- Problem description
Reproduce the following material exactly, including every line.
........
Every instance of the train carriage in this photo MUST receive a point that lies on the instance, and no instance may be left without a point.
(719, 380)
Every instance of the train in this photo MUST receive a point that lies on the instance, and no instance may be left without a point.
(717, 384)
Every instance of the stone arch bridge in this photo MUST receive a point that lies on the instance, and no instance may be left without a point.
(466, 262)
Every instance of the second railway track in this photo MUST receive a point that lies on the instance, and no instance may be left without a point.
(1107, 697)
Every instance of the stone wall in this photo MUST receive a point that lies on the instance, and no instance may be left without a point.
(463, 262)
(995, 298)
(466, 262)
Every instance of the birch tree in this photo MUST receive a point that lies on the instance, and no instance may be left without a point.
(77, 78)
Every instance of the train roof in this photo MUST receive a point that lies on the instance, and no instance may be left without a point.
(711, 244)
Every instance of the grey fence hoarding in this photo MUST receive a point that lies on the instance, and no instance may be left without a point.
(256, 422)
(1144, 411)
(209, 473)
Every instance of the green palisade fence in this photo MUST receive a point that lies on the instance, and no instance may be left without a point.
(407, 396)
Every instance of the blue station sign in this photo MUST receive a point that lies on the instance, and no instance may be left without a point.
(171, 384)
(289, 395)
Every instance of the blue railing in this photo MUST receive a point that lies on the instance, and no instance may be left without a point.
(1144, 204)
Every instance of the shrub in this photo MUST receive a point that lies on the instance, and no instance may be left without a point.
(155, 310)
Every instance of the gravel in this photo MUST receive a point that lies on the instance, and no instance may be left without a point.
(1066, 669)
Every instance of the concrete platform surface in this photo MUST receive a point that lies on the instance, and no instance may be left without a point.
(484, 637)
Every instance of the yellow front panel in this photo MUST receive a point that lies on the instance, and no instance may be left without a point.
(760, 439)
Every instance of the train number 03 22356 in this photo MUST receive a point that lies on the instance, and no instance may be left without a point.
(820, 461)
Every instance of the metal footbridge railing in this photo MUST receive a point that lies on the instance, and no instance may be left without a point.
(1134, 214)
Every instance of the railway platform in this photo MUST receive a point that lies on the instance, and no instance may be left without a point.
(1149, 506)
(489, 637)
........
- Full answer
Every instance of the train carriage in this photo MUST receive a point that lies on the instance, and no instance may be left without a point.
(719, 380)
Every instance of the train in this photo MUST receive a point that lies on the instance, and no instance may be left without a point.
(717, 384)
Every instance of the stone arch bridge in this photo MUST receive a point that lies on the instance, and no instance may be left without a point.
(466, 262)
Every instance of the second railway track in this photo MUST receive a point that lies on the instance, and no instance may be left without a point.
(1107, 697)
Every instance of the stone wall in this photo MUST receive a point that lies on the instance, and no instance may be left without a point.
(463, 262)
(995, 298)
(466, 262)
Every instance of the birch tree in this photo MUST receive a point that lies on the instance, and no instance may be left without a point.
(77, 78)
Every instance of the train roof in this photo MUST receive a point that lies on the instance, and no instance may be left without a point.
(711, 244)
Every instance of the grey fence hoarding in this photo MUST receive a point that lies on the instance, and no instance may be left without a point.
(256, 422)
(1144, 411)
(209, 473)
Every instance of the green palisade fence in this photo MUST receive a point that lies on the instance, and no instance may be left without a point.
(407, 396)
Every instance of the blue station sign in this photo MUST receive a point that lies on the instance, and no instance may be left without a point.
(171, 384)
(289, 395)
Every instance of the blue railing in this photo MUST receive a point that lies on the instance, and no instance may be left without a point.
(1144, 204)
Every instance of the shrub in this photo MUST receive a point that lies on the instance, and no instance may be left without a point.
(155, 310)
Every instance of the gravel in this photo MUST receive a point that lies on the instance, and no instance may be left without a point.
(1066, 669)
Every instance of the concrete platform surface in this photo MUST receive a point that lies on the instance, and no instance may be left without a point.
(484, 637)
Every instance of the yellow front panel in this photo MUST receive a point that lies on the instance, and no instance may be left without a point.
(760, 439)
Every instance of the train number 03 22356 in this photo MUST receive a point that lies on the instance, and no instance may be left without a point.
(820, 461)
Every instance of the metal footbridge railing in this photo MUST receive a point that lies on the instance, and no instance may be left without a point.
(1134, 214)
Every instance of the railway platform in this photo MUST receive a point that lies on the instance, and no instance may be left without a point.
(1149, 506)
(489, 637)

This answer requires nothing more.